» **Task brief**
Please output the lines of the records from the line containing "of the door" up to and including the line containing "column 402, row 330" as a JSON list of strings, one string per line, leaving out any blank lines.

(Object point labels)
+ + + + + + +
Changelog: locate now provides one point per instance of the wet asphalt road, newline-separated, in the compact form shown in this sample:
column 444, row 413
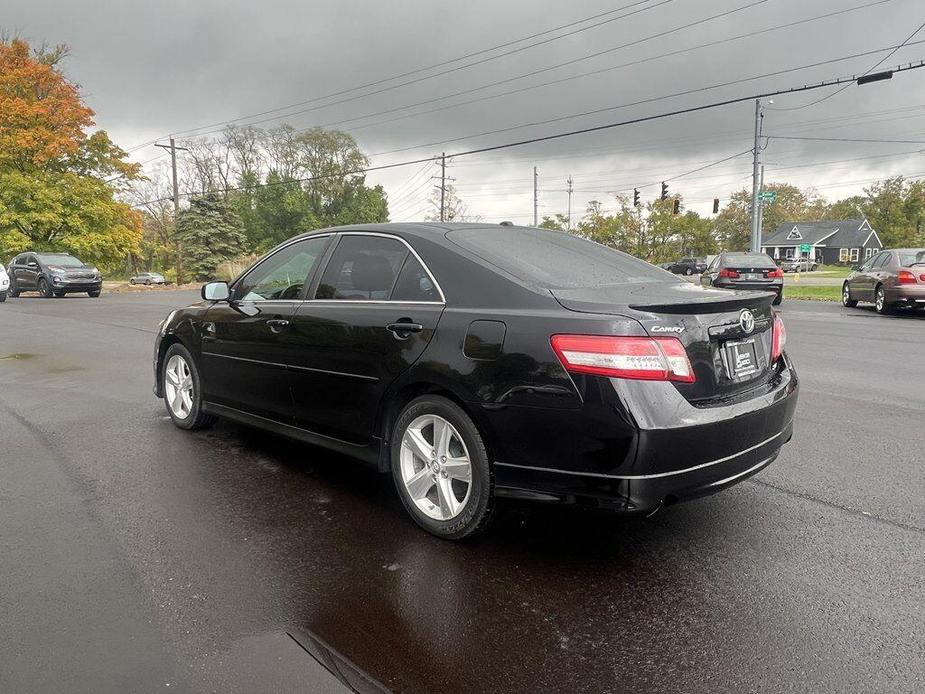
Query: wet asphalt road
column 137, row 557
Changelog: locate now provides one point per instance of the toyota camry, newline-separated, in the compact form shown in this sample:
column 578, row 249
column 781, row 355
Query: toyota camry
column 474, row 362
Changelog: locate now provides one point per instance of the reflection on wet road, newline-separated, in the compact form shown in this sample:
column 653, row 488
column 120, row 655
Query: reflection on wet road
column 214, row 547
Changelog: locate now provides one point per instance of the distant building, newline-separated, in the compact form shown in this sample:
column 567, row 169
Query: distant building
column 828, row 242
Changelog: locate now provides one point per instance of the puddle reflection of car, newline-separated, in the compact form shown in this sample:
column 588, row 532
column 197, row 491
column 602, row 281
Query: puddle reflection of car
column 889, row 280
column 474, row 364
column 147, row 278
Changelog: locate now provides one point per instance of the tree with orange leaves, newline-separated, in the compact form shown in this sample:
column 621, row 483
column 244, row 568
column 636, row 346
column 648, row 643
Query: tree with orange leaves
column 57, row 181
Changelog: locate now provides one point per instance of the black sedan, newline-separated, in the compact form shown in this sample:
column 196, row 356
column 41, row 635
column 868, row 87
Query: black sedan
column 754, row 271
column 475, row 362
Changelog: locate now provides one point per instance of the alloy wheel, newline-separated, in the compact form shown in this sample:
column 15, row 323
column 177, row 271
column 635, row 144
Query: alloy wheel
column 178, row 386
column 435, row 467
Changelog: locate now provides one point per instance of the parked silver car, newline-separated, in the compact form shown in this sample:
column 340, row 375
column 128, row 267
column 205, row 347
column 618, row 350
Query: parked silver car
column 147, row 278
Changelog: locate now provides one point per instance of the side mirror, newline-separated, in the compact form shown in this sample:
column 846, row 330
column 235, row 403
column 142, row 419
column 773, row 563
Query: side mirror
column 215, row 291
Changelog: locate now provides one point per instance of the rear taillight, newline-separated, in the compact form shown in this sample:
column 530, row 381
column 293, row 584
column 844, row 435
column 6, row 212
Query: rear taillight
column 778, row 338
column 645, row 358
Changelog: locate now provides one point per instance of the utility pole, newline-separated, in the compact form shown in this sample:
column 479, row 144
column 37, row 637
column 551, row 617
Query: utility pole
column 176, row 202
column 760, row 206
column 570, row 202
column 755, row 242
column 443, row 186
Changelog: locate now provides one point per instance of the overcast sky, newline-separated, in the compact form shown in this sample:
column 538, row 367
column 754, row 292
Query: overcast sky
column 149, row 69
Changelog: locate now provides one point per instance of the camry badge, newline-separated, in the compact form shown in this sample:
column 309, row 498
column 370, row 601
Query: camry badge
column 746, row 321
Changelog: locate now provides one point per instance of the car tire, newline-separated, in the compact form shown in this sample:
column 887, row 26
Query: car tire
column 846, row 299
column 433, row 507
column 186, row 413
column 881, row 305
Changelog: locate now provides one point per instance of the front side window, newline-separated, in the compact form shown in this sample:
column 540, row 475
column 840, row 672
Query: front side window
column 362, row 268
column 283, row 275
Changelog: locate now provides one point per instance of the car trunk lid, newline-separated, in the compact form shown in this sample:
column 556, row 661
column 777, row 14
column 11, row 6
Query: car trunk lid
column 727, row 334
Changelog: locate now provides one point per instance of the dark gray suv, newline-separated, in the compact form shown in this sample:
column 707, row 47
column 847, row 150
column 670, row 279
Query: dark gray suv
column 53, row 274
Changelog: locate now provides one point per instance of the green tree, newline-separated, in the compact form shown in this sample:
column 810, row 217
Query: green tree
column 733, row 224
column 54, row 193
column 210, row 232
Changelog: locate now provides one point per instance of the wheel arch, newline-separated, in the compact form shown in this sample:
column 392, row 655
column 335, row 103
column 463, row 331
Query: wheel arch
column 400, row 395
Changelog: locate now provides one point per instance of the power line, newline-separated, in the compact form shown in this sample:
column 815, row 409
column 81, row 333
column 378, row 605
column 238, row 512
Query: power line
column 441, row 64
column 870, row 70
column 632, row 63
column 571, row 133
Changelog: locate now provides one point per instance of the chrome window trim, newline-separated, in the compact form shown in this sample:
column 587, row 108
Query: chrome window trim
column 413, row 252
column 654, row 475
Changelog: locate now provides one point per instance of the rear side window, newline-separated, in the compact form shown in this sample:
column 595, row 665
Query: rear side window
column 555, row 260
column 748, row 260
column 362, row 268
column 908, row 258
column 414, row 284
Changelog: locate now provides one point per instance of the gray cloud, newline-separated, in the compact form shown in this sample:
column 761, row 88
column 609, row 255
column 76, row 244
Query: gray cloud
column 149, row 69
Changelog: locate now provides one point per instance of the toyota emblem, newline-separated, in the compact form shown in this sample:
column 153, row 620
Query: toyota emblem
column 747, row 321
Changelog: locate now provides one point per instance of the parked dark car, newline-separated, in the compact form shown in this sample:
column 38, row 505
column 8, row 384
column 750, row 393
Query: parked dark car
column 889, row 280
column 53, row 274
column 687, row 266
column 475, row 362
column 753, row 271
column 147, row 278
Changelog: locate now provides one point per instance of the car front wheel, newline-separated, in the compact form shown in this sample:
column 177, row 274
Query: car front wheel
column 182, row 389
column 441, row 468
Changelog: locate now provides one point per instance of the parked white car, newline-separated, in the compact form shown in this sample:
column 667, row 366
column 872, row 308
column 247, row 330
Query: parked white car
column 4, row 283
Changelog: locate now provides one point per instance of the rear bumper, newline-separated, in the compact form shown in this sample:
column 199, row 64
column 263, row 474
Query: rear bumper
column 679, row 452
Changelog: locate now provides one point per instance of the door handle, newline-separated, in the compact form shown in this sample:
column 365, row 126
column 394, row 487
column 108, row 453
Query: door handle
column 277, row 324
column 402, row 330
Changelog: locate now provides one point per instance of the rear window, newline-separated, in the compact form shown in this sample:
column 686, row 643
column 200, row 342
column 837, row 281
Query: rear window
column 556, row 260
column 907, row 258
column 748, row 260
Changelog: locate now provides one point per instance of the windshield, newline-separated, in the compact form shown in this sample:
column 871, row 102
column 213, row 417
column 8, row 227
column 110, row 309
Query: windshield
column 748, row 259
column 907, row 258
column 61, row 260
column 555, row 259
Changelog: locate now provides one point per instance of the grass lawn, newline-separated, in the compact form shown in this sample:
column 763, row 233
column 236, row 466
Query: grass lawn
column 813, row 291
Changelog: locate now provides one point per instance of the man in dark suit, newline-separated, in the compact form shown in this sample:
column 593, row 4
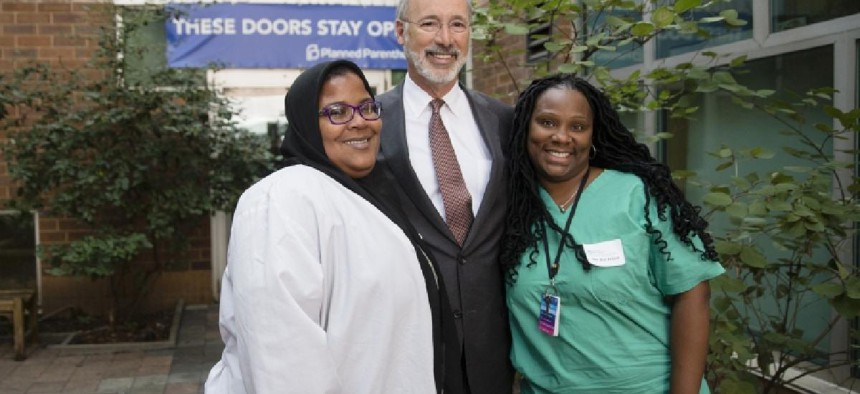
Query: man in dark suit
column 435, row 35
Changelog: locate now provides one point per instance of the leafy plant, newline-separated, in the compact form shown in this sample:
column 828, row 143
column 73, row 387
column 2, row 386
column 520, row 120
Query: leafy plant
column 782, row 231
column 139, row 163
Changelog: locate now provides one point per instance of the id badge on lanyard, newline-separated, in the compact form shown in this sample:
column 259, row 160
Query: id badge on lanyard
column 550, row 303
column 550, row 312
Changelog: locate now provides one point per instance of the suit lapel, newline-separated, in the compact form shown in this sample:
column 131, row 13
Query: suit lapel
column 396, row 152
column 488, row 124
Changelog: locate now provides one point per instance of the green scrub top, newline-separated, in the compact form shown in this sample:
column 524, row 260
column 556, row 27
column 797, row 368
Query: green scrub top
column 614, row 321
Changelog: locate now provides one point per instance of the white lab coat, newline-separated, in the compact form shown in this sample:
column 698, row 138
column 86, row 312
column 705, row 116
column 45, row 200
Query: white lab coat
column 322, row 294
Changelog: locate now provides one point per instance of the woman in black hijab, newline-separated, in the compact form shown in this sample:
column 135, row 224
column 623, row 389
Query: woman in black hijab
column 326, row 290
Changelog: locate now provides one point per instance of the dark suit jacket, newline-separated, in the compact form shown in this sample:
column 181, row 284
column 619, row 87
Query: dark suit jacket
column 472, row 274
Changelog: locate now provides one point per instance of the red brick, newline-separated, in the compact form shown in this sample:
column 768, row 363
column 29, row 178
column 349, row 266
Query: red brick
column 69, row 41
column 55, row 7
column 29, row 53
column 55, row 29
column 33, row 41
column 19, row 29
column 52, row 237
column 13, row 7
column 68, row 17
column 56, row 53
column 29, row 17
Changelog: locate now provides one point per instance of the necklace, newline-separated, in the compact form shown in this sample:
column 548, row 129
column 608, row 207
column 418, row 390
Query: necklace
column 563, row 206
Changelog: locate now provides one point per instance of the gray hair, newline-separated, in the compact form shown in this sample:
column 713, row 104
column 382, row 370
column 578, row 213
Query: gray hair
column 403, row 6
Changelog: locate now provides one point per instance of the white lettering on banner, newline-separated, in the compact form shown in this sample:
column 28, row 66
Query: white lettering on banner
column 279, row 27
column 314, row 53
column 379, row 29
column 335, row 27
column 205, row 26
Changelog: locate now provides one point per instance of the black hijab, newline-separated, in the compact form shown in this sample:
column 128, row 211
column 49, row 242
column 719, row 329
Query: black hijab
column 303, row 145
column 303, row 142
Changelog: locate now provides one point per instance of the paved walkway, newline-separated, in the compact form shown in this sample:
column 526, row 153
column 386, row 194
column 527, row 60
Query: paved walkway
column 179, row 370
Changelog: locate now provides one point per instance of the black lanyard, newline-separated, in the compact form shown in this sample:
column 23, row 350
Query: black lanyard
column 552, row 268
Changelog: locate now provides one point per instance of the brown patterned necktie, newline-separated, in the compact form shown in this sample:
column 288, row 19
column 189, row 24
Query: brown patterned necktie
column 455, row 197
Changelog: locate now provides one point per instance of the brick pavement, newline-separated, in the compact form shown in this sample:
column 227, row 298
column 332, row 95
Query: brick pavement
column 179, row 370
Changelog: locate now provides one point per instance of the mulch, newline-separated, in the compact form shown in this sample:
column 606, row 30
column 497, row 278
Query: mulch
column 96, row 329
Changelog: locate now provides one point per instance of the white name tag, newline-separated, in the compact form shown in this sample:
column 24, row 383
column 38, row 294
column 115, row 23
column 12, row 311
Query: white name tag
column 605, row 254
+ + + + + + +
» **Final result**
[
  "Changelog: locate now provides one point per instance of the door handle, newline-separated, in the compact form shown in this sample:",
  "column 365, row 126",
  "column 394, row 487",
  "column 108, row 453",
  "Query: door handle",
  "column 277, row 324",
  "column 402, row 330"
]